─── DATA PROVIDED ───
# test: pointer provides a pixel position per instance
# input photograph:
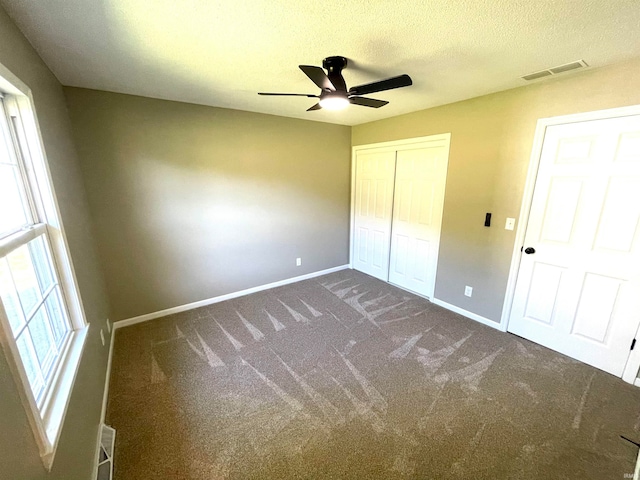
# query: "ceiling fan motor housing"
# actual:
(334, 66)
───
▸ **PROBLEM REQUIREMENTS**
Repeat all of the entries word for word, but omit the pictures.

▸ **SOLVED EXERCISE**
# test: pointer provides a pixel position per instance
# input photograph:
# query: "ceiling fan motor housing"
# actual:
(334, 66)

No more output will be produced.